Extracted records
BEGIN

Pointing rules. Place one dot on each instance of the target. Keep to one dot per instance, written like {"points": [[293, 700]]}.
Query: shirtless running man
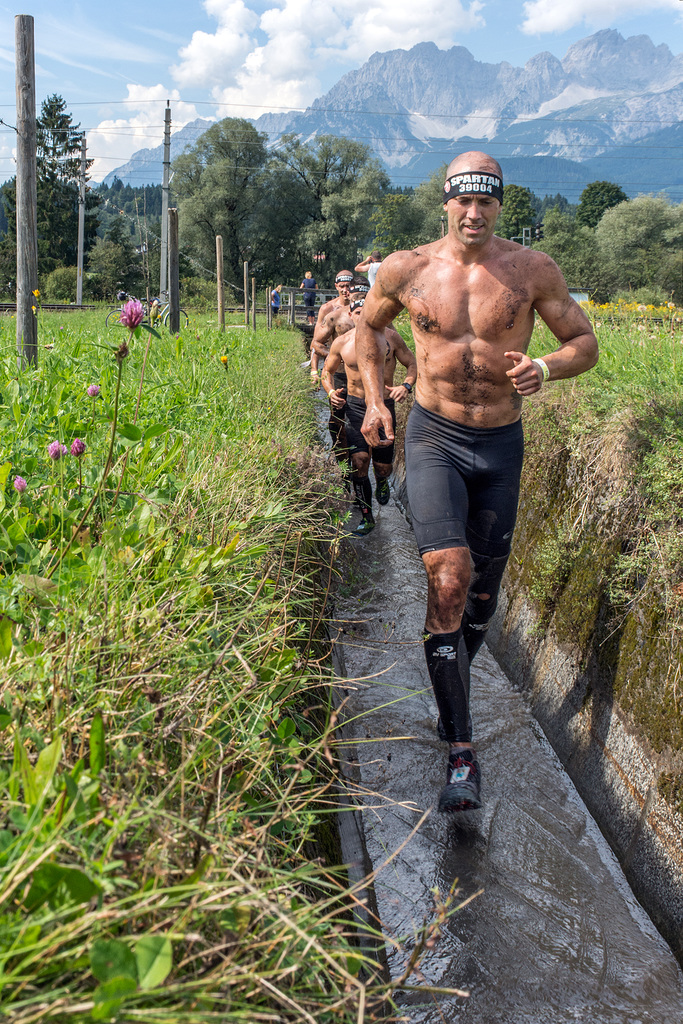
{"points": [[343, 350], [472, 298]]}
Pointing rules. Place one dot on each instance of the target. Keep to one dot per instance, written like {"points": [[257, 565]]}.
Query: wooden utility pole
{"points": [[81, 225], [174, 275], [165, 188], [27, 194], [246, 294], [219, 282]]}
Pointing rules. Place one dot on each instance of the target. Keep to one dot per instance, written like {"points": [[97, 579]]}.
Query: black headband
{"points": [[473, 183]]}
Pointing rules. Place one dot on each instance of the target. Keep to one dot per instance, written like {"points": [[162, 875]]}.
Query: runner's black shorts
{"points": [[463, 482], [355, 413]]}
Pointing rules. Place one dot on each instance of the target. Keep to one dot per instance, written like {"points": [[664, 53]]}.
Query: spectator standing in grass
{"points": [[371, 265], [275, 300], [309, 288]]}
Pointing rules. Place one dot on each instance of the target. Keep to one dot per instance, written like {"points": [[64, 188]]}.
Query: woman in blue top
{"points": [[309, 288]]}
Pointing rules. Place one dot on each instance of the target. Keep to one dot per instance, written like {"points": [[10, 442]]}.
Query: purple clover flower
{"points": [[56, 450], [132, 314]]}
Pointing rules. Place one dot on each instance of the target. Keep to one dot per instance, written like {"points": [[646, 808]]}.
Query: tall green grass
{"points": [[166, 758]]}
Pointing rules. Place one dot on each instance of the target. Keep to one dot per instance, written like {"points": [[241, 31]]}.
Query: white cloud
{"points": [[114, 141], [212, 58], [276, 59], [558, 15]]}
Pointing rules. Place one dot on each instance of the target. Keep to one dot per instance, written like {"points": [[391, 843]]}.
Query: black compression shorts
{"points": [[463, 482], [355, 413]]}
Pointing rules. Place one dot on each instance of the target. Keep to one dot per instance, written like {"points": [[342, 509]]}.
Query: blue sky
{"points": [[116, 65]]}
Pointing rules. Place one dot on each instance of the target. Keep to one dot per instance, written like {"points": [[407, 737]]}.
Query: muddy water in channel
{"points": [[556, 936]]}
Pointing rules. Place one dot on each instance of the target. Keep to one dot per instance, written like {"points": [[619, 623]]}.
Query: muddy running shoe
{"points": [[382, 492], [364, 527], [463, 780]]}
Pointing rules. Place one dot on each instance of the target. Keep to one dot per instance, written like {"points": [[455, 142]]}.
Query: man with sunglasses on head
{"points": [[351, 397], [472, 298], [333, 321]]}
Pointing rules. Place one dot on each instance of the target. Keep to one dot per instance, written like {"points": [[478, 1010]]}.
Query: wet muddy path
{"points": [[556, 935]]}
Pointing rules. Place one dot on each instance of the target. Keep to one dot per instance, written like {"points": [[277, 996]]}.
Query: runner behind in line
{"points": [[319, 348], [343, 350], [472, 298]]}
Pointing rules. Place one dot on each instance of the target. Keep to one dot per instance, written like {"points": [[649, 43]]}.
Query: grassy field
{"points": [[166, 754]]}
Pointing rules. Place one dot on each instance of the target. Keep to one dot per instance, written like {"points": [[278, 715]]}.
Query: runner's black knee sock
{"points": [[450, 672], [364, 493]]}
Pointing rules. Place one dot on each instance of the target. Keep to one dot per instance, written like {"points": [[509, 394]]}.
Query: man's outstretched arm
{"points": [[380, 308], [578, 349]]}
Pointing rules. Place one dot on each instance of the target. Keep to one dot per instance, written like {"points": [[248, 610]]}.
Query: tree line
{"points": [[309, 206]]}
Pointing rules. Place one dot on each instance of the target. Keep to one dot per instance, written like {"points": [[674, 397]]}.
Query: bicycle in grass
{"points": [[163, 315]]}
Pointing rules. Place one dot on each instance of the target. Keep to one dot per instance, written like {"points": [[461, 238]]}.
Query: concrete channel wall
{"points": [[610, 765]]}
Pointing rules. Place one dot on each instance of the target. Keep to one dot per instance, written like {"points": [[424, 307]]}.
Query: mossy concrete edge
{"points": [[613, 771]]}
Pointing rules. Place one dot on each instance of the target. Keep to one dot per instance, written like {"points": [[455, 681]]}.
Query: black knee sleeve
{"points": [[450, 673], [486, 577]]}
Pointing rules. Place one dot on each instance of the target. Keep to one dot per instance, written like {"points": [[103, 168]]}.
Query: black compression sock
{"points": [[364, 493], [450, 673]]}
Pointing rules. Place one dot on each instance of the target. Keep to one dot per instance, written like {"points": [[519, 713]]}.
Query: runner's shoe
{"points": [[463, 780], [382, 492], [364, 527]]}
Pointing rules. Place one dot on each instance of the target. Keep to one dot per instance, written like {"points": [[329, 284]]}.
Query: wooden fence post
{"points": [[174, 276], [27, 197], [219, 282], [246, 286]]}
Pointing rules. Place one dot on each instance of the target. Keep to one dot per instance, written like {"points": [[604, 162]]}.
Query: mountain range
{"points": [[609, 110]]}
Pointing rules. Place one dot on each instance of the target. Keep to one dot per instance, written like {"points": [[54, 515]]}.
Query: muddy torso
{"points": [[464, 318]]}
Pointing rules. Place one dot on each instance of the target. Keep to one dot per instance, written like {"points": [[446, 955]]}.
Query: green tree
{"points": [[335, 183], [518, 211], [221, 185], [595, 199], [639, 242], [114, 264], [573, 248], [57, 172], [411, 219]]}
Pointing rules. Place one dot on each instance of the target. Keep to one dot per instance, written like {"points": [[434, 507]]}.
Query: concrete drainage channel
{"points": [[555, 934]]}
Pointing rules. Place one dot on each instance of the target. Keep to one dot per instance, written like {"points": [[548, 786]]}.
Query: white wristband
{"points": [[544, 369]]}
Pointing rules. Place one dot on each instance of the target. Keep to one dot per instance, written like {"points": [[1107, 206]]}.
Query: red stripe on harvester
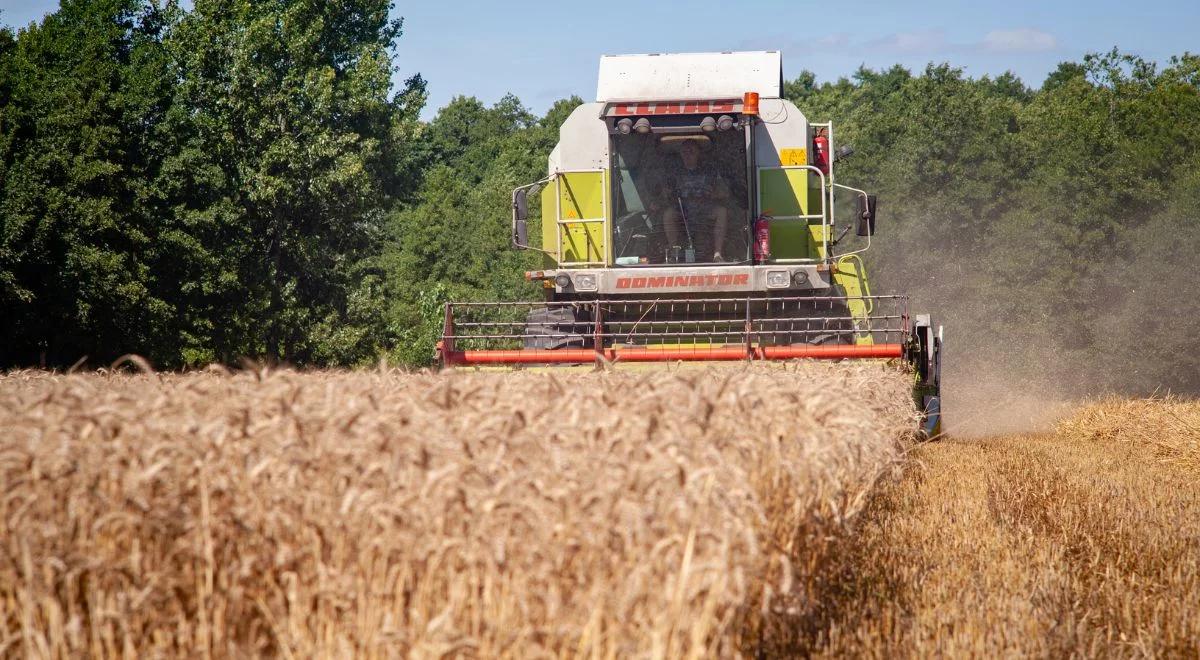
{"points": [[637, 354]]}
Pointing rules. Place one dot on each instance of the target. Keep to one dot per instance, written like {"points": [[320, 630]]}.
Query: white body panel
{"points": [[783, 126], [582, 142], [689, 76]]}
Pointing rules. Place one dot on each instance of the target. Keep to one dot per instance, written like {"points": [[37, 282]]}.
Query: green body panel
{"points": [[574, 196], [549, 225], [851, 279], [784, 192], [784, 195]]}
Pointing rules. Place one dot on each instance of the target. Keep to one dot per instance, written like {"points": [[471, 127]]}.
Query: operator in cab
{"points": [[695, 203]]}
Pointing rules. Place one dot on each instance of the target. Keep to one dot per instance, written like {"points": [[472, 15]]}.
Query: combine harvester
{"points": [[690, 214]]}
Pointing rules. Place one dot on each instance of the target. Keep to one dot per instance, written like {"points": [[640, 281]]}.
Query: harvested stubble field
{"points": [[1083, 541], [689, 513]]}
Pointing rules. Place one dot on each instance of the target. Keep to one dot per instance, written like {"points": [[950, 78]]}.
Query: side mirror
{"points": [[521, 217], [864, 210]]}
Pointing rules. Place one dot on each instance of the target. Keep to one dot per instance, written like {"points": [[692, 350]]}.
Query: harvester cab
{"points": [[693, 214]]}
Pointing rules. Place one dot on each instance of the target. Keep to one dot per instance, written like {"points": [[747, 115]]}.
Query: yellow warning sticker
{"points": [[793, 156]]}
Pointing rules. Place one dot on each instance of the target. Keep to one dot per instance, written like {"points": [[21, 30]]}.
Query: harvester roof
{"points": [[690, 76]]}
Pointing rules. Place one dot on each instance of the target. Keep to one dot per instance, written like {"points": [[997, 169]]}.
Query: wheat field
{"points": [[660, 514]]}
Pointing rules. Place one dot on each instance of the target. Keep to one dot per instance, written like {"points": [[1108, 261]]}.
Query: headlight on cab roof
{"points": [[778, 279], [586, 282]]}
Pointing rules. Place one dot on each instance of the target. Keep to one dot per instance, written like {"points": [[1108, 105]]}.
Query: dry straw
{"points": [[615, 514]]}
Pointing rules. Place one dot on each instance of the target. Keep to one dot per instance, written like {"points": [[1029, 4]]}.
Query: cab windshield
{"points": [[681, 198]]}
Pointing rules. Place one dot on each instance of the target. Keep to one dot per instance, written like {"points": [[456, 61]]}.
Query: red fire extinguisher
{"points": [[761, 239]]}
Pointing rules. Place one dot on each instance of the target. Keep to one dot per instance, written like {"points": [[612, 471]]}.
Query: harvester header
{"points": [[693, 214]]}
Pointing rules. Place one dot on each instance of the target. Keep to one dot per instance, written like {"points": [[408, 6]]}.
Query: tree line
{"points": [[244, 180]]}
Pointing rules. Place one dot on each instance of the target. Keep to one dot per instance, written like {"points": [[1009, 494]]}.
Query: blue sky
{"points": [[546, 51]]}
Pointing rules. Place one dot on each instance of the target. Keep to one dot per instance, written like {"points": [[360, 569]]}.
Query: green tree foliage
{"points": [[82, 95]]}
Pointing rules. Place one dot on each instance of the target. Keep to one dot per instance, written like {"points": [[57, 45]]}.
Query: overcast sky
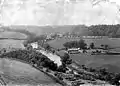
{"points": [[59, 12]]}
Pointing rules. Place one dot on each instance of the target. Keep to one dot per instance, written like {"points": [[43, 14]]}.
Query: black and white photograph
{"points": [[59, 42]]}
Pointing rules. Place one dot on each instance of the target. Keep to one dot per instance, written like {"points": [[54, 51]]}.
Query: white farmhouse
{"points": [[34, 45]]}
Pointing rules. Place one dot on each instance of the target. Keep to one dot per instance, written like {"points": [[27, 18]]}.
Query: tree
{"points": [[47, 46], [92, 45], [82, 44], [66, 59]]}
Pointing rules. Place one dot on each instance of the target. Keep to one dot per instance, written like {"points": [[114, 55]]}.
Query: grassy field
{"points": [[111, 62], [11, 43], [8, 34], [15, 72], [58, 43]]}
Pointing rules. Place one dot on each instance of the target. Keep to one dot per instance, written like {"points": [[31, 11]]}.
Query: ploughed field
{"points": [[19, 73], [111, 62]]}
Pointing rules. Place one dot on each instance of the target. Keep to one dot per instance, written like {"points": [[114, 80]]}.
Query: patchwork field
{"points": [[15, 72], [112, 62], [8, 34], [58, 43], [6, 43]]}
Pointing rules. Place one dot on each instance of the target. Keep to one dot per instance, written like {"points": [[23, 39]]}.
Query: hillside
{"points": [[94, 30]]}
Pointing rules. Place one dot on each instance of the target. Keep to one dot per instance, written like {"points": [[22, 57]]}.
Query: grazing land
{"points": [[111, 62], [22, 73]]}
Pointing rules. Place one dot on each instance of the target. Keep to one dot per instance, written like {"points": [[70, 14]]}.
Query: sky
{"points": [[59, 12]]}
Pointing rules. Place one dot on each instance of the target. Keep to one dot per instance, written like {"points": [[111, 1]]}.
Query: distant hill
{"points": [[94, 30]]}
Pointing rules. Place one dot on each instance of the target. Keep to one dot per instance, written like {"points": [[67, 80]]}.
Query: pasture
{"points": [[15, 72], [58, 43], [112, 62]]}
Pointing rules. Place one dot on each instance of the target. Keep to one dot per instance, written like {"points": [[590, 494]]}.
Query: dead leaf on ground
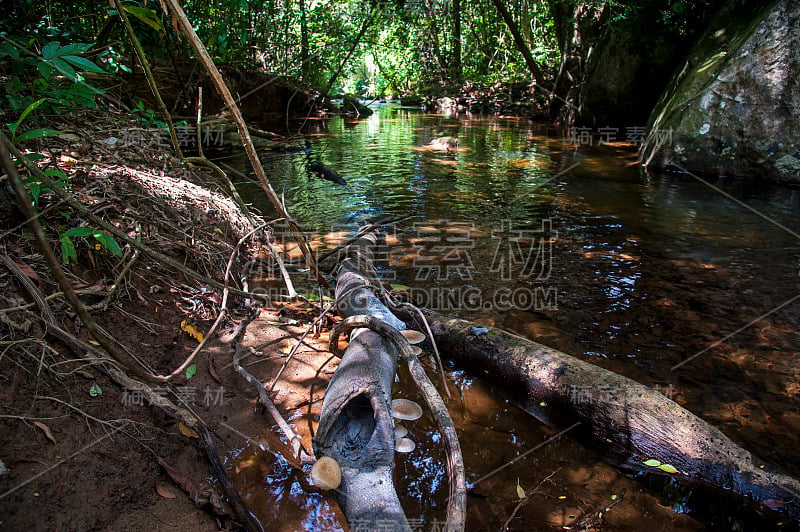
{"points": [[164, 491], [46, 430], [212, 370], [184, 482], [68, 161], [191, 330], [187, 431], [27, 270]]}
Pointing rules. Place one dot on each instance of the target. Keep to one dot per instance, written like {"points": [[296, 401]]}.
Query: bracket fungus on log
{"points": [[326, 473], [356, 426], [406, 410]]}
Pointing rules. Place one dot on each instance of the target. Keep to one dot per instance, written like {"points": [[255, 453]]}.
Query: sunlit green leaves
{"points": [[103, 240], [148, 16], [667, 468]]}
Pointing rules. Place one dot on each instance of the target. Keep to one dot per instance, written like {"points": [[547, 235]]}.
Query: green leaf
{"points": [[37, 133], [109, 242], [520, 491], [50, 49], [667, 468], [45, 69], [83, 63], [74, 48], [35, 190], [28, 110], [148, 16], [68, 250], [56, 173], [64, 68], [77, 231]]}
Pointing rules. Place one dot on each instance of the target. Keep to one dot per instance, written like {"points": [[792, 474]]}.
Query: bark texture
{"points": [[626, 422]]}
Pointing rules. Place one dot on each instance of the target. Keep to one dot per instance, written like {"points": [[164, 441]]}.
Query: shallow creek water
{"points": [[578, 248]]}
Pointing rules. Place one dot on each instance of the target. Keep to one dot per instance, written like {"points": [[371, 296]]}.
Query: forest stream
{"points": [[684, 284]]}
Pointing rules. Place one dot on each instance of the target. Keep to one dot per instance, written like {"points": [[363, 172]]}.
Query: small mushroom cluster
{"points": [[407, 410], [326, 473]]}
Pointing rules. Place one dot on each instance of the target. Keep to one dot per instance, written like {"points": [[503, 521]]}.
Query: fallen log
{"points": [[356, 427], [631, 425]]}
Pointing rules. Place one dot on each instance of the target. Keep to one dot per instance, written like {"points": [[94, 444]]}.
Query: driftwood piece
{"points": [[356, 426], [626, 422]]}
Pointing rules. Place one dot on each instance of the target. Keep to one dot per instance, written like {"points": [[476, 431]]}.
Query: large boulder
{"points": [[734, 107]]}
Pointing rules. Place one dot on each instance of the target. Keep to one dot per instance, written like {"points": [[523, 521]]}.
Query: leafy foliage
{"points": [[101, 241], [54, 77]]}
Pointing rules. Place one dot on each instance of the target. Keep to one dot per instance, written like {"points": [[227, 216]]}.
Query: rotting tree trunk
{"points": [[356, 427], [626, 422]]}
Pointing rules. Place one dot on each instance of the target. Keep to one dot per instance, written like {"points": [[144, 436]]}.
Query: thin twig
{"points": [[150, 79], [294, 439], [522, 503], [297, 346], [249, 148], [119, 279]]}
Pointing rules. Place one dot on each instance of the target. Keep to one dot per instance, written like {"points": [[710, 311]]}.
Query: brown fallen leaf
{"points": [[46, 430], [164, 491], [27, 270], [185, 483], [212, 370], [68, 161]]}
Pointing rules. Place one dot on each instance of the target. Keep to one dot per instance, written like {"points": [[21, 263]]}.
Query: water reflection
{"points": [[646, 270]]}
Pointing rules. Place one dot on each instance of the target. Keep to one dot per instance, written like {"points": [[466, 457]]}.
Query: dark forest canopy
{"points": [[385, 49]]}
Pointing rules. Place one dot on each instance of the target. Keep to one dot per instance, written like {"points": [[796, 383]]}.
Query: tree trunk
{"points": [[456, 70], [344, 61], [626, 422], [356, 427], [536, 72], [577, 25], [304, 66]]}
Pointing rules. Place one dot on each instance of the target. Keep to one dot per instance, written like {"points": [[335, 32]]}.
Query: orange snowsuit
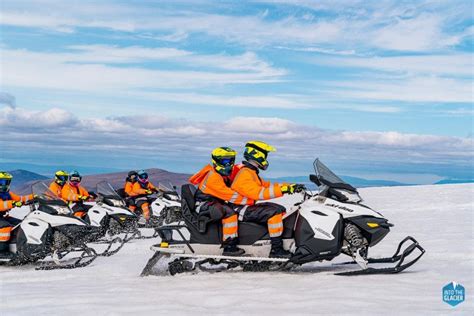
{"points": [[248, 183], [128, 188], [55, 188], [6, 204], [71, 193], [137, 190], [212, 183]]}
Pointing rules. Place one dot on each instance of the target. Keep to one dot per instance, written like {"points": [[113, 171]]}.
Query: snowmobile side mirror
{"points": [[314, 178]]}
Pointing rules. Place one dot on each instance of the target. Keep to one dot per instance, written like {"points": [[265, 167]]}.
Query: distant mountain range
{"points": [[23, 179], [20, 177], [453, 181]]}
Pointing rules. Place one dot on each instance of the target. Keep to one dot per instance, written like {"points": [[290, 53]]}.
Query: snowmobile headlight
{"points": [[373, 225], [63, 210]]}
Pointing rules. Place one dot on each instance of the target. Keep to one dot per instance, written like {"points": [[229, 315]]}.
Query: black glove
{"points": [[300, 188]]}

END

## TASK PROMPT
Here the job is to retype exactly the lines that start at the one containing "Query: orange snowsuit" and run through the end of the records above, leaving out pictures.

## RESPONSE BELOW
Query: orange snowsuit
{"points": [[248, 183], [128, 188], [55, 188], [6, 204], [71, 193], [137, 190], [212, 183]]}
Pointing rules. Place one dot on each instance of the target. Keep to one dot per instance, written like {"points": [[113, 171]]}.
Query: snowmobile side mirror
{"points": [[314, 178]]}
Pointing rules. Place one dot on each instance of the target. Keep to one dot per instance, written like {"points": [[265, 167]]}.
Query: distant mountain range
{"points": [[23, 179], [20, 177], [453, 181]]}
Pointing rules. Place one dot on each instance of the target. Keep to one dot per instance, written like {"points": [[290, 53]]}.
Query: snowmobile headlight
{"points": [[373, 225], [63, 210]]}
Pointing rules. Place one dot on each instance of the target. Keep to one dot per instance, written like {"points": [[229, 315]]}.
Query: black glove
{"points": [[300, 188]]}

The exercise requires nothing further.